[Point-per-instance localization data]
============================================================

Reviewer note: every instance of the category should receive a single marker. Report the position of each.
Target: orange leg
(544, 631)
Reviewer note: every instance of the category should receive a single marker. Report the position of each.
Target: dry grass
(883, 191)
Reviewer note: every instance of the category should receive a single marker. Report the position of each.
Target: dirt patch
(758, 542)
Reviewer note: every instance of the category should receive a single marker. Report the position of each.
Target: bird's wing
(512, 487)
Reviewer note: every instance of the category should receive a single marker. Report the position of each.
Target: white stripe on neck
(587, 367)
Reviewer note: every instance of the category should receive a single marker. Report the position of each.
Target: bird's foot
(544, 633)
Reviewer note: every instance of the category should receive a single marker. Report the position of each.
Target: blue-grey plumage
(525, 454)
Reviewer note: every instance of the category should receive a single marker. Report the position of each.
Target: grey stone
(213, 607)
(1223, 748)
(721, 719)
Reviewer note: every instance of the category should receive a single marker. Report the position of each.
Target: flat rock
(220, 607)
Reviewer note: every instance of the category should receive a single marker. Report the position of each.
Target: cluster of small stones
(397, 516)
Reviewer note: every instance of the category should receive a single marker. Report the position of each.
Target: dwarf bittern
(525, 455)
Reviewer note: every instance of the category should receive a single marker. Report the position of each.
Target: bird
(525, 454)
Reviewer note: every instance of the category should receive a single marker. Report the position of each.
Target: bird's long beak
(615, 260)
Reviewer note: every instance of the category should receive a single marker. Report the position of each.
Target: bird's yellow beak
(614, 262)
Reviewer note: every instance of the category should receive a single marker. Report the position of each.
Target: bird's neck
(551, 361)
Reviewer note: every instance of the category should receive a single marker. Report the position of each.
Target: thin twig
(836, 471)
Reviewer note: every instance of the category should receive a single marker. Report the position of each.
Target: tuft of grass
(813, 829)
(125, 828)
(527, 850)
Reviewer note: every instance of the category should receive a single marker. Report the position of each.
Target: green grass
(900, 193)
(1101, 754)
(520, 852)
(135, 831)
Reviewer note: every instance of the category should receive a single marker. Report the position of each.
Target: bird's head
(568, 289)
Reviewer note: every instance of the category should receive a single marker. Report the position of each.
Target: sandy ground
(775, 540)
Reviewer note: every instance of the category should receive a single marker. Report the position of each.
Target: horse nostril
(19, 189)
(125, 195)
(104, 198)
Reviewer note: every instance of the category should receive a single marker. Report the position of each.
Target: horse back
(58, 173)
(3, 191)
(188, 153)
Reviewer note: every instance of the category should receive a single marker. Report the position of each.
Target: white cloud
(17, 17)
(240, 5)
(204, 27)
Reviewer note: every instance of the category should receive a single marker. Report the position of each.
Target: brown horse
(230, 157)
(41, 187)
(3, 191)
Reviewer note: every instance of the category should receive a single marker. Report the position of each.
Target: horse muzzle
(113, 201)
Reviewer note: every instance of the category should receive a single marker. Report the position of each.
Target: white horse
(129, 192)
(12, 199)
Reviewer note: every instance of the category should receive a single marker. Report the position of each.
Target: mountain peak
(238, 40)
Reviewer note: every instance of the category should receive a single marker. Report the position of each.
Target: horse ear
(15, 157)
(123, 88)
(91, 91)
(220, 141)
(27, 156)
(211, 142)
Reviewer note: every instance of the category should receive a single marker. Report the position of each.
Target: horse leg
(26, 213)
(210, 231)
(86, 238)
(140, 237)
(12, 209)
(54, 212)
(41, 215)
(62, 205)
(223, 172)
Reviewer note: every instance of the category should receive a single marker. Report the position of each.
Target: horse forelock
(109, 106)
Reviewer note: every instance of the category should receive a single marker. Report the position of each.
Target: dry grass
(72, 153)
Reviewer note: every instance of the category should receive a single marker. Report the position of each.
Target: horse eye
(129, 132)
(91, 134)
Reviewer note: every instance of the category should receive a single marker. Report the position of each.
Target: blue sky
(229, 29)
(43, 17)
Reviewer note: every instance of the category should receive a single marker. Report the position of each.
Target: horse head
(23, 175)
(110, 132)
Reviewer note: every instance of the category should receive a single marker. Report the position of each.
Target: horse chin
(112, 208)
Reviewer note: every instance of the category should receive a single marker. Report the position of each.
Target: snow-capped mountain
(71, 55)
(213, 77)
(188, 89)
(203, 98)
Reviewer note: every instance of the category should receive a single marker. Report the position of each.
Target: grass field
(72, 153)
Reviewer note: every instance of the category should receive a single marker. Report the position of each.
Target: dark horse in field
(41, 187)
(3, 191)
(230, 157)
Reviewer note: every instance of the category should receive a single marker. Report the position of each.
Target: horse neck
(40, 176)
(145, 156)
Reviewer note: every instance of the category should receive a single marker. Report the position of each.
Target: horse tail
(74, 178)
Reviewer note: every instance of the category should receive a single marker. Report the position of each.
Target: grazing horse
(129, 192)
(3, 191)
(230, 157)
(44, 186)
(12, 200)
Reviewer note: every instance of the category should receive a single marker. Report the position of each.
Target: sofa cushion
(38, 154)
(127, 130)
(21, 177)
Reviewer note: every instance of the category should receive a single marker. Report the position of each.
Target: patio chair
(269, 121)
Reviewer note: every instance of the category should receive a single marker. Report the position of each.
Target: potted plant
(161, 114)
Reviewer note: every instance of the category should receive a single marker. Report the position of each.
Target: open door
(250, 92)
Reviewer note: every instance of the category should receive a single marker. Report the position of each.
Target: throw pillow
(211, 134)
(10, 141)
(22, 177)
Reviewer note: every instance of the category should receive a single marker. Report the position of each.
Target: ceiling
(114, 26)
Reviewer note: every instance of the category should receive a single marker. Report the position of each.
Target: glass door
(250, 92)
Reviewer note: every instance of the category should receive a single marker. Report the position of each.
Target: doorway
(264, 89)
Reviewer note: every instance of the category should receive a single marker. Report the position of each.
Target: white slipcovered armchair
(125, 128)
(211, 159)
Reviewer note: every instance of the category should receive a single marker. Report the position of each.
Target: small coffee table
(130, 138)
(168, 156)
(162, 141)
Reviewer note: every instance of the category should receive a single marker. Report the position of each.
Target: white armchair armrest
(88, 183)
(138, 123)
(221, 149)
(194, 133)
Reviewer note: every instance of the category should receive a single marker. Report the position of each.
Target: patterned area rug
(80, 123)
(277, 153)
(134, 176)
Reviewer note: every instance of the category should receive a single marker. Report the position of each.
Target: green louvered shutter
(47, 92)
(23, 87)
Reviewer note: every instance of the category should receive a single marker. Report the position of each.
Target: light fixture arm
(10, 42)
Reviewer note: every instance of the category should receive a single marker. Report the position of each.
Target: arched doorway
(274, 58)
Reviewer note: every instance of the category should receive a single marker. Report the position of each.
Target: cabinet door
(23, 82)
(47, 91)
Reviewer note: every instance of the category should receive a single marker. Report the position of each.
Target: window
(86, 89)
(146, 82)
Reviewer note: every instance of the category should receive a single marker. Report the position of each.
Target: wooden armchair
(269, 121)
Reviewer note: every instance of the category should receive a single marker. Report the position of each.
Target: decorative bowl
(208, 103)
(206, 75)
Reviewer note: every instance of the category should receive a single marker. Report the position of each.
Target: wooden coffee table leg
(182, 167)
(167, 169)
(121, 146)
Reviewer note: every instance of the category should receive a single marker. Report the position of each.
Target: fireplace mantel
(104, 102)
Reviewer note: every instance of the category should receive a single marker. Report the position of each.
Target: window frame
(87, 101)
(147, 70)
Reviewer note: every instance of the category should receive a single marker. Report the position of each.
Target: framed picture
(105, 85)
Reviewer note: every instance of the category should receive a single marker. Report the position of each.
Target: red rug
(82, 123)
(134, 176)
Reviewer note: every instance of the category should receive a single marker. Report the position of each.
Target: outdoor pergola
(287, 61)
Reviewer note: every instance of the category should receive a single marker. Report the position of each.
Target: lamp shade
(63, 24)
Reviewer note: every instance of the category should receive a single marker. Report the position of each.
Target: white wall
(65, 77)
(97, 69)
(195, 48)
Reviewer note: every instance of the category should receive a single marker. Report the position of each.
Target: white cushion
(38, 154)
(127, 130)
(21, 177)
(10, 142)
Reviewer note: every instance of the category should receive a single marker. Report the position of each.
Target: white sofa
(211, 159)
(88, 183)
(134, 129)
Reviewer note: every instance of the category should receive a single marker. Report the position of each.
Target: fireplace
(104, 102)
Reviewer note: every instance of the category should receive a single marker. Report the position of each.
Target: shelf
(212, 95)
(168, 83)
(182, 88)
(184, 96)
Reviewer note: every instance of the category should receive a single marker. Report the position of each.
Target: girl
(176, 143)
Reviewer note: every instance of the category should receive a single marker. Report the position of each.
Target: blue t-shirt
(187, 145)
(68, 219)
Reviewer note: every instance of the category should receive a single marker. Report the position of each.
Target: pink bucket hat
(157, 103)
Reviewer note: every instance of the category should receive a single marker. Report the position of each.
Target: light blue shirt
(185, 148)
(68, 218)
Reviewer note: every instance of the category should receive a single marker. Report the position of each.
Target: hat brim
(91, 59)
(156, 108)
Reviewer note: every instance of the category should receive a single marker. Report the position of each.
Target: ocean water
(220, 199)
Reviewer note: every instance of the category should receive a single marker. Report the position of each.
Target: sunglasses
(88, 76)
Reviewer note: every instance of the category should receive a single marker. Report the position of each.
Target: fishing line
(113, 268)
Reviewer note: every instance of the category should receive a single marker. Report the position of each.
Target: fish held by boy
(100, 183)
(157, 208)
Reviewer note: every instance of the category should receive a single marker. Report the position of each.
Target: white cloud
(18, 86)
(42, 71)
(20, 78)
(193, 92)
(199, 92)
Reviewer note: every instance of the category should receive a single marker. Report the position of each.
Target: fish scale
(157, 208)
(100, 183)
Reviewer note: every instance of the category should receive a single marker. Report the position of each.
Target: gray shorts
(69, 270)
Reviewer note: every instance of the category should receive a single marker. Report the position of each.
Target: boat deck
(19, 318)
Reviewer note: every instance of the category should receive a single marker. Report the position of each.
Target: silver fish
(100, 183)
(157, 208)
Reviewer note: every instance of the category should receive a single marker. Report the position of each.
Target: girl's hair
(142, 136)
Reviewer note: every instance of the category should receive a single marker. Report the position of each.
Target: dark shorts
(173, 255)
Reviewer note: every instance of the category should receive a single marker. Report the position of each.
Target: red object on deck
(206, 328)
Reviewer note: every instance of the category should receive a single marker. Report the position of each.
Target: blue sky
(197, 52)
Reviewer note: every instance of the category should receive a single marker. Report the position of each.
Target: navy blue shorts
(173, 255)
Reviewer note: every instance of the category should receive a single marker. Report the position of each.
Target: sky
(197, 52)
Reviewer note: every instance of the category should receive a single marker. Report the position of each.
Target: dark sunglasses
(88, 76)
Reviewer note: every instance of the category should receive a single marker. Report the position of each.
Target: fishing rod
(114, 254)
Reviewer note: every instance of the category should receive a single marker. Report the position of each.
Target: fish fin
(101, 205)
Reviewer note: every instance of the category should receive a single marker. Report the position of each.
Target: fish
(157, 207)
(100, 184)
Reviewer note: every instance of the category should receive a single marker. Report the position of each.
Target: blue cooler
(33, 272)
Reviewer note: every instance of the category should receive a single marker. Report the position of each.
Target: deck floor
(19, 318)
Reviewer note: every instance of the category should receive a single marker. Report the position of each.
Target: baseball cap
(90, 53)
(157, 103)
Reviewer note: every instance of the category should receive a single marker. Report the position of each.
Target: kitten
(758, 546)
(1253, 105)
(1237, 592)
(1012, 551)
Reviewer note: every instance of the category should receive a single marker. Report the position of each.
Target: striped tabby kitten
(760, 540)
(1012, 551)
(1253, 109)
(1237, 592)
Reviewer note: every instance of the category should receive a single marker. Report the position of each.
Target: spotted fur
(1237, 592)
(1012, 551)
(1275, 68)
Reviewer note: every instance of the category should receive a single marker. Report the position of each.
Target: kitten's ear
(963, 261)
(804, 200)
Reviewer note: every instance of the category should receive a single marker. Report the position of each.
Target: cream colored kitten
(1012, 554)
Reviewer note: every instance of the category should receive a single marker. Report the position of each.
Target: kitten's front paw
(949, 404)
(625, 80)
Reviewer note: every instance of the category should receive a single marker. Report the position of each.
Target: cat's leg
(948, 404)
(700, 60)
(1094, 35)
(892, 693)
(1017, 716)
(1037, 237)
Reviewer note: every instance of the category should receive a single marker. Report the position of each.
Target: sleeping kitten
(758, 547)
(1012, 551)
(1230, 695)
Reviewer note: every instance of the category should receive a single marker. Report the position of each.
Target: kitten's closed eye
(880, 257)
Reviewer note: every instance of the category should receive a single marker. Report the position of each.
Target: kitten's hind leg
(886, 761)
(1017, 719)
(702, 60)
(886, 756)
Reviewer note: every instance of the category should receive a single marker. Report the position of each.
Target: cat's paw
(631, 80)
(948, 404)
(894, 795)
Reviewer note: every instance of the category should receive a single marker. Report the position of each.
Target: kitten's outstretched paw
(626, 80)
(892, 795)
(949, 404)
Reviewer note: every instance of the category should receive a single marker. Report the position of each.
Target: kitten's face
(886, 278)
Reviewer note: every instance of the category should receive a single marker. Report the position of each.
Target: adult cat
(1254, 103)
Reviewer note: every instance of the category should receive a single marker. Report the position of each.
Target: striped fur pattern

============================================================

Your objective:
Taking the line that contains "Target: striped tabby kitten" as the first, reproduce every line through the end of the entries exactly.

Result of this exercise:
Target: striped tabby kitten
(760, 540)
(1012, 551)
(1253, 109)
(1237, 592)
Reviewer note: every instance of the category should receive a single marker. Report the position of each.
Target: spotted fur
(1237, 592)
(1012, 551)
(1275, 68)
Reviewer note: every instance of the category should receive a single marker. Report the position of each.
Target: kitten's ear
(963, 261)
(804, 200)
Reviewer note: every instance of the category should receive a single marker. Report the position of each.
Target: cream colored kitten
(1012, 554)
Reviewer note: every instance of the category should receive a single marker. Report the position of each.
Target: kitten's front paw
(949, 404)
(625, 80)
Reviewer note: every instance of the category should receive a single marker. Report the position of each.
Target: cat's leg
(948, 404)
(700, 60)
(1094, 35)
(892, 693)
(1017, 716)
(1037, 237)
Reviewer note: every instance of the category should receive a single marker. Report the position of each.
Target: sleeping kitten
(758, 547)
(1012, 551)
(1230, 695)
Reviewer note: every instance of the category should receive a single marker. Report the position of each.
Target: kitten's closed eye
(880, 257)
Reviewer note: every instance of the category should receive a single marker. Report the position of each.
Target: kitten's hind leg
(886, 761)
(1017, 719)
(702, 60)
(886, 756)
Reviewer note: every instance of the category should receive a single marker. Report the position of each.
Target: cat's paw
(631, 80)
(948, 404)
(894, 795)
Reviewer note: every instance of the category should receive a single marker. Report the position of each.
Target: kitten's outstretched paw
(626, 80)
(892, 795)
(949, 404)
Reviewer note: every instance of the category should receive a single marker. Report the position of each.
Target: kitten's face
(886, 278)
Reviewer note: every instance of the category should receive a single marker. Report the position of each.
Target: adult cat
(1254, 103)
Reviewer note: every instance of the category should receive a single marker. Report the position of each.
Target: striped fur pattern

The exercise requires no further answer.